(WRITTEN INSTRUCTION)
How many lines in the entries below contain the word "column"? Reply with the number alone.

(EXTRACTED ENTRIES)

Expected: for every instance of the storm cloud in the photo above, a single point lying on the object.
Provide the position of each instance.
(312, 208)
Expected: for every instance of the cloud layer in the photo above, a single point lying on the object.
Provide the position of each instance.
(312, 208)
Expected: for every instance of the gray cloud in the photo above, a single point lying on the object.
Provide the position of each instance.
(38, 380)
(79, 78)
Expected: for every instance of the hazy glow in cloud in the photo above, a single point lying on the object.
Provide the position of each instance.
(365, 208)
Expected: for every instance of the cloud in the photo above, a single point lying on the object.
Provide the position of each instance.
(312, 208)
...
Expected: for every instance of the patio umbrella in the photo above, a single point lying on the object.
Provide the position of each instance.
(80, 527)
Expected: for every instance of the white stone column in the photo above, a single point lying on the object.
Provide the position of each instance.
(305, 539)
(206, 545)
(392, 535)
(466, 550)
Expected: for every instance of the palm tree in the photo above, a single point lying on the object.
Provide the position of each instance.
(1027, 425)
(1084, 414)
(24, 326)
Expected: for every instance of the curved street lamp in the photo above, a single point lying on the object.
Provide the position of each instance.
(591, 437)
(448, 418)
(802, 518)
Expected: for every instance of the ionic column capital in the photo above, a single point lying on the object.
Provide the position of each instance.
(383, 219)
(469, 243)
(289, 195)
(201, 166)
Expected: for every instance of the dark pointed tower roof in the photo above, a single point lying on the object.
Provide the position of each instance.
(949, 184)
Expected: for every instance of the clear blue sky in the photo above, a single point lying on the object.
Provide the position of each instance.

(THE SOLUTION)
2